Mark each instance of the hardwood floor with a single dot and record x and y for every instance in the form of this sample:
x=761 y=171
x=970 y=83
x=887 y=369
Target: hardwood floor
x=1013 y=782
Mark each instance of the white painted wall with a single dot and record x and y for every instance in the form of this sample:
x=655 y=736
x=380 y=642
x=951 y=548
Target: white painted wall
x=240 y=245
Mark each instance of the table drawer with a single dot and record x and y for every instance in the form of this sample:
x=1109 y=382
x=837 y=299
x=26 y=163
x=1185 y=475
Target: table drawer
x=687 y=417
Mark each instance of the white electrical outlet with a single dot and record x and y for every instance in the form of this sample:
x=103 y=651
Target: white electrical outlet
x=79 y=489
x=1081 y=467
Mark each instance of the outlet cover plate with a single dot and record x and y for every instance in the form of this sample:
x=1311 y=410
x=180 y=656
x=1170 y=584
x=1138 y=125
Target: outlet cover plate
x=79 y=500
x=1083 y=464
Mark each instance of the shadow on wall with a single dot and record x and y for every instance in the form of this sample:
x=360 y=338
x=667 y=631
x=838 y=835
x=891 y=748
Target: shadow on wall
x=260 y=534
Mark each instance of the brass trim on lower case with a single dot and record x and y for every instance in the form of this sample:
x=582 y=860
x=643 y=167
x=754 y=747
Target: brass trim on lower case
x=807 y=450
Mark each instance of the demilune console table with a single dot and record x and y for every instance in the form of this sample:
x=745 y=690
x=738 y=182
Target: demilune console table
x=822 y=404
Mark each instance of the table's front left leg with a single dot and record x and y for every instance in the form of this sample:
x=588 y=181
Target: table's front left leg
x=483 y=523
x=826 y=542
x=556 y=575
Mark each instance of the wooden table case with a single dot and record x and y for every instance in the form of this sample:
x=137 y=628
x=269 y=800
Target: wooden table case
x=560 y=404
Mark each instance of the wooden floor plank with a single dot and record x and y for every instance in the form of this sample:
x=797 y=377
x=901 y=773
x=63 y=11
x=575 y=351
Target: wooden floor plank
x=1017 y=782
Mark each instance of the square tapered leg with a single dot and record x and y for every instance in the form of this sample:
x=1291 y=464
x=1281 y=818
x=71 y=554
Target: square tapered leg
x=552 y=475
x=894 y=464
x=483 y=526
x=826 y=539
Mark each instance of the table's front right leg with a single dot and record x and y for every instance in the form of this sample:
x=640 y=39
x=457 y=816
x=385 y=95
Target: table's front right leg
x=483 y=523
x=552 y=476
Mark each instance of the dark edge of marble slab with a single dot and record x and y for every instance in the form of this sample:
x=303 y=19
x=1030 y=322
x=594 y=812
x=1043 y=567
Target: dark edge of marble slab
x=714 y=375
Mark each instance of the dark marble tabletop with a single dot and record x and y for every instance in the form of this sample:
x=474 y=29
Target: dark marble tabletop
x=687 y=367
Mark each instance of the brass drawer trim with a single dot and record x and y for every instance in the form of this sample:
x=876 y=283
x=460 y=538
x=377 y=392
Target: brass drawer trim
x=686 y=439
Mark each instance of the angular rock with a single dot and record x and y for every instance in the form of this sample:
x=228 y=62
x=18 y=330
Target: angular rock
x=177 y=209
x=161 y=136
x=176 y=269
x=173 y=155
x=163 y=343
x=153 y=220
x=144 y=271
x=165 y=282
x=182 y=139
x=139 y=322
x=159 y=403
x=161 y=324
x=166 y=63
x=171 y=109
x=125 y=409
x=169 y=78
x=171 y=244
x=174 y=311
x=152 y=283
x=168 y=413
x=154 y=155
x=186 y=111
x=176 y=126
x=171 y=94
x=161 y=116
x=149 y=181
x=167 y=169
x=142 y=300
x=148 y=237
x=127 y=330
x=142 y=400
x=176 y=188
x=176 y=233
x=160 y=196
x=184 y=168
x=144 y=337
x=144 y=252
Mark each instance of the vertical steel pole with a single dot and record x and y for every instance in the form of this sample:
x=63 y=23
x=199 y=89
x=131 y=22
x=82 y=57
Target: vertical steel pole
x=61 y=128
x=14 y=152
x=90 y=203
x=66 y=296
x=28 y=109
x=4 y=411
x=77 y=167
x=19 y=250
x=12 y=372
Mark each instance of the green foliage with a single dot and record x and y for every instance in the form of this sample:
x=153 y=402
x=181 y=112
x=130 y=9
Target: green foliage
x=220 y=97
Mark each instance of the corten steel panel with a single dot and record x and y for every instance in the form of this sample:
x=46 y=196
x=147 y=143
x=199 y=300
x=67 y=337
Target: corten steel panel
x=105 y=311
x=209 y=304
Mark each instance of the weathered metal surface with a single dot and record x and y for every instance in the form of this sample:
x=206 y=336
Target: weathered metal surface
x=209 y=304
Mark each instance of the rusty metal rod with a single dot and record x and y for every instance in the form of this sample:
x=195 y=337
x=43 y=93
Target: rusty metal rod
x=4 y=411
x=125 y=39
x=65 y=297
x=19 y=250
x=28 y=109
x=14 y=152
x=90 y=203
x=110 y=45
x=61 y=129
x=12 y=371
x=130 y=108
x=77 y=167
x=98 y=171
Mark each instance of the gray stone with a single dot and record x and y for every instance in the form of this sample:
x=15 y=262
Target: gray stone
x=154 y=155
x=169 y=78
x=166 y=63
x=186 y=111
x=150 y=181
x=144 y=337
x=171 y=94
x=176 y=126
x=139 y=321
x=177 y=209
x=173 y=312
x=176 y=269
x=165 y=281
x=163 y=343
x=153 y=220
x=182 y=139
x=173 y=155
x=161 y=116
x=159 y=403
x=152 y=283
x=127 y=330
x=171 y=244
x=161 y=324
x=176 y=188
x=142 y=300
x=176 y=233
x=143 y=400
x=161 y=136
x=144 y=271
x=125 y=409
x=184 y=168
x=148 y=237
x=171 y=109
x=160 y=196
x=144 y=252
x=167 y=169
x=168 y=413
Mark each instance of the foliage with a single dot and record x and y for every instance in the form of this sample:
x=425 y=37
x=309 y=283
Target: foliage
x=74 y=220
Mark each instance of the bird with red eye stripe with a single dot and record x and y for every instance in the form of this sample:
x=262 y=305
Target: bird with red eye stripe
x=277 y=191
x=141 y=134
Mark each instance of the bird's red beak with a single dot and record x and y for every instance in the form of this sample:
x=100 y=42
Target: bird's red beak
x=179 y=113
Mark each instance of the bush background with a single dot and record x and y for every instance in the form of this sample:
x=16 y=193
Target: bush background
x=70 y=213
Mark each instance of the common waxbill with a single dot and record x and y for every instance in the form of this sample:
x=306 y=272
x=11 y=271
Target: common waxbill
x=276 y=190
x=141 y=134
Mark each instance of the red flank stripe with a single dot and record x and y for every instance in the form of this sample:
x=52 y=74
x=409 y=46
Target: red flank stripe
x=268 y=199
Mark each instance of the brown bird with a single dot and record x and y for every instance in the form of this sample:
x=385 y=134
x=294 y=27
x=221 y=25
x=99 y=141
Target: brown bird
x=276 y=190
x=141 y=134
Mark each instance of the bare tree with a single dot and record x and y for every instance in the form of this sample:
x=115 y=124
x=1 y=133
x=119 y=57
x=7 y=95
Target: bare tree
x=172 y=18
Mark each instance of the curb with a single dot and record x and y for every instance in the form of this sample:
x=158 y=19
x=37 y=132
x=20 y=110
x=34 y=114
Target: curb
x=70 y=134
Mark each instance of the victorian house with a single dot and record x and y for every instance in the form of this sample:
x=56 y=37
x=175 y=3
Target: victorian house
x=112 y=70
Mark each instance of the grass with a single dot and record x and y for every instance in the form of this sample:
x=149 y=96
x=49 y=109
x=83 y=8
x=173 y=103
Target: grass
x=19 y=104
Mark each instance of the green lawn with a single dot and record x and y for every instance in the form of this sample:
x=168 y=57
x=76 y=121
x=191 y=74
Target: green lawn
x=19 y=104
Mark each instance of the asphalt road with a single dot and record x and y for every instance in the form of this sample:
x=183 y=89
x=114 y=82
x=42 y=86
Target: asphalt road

#### Problem requirements
Copy everything from the start of the entries down to the line containing "x=1013 y=782", substituting "oak floor" for "hardwood floor" and leaving all else unchanged.

#### Answer in full
Mark each instance of the oak floor with a single dot and record x and y for every instance in the form of this sample:
x=761 y=171
x=970 y=83
x=887 y=369
Target: oak floor
x=1013 y=782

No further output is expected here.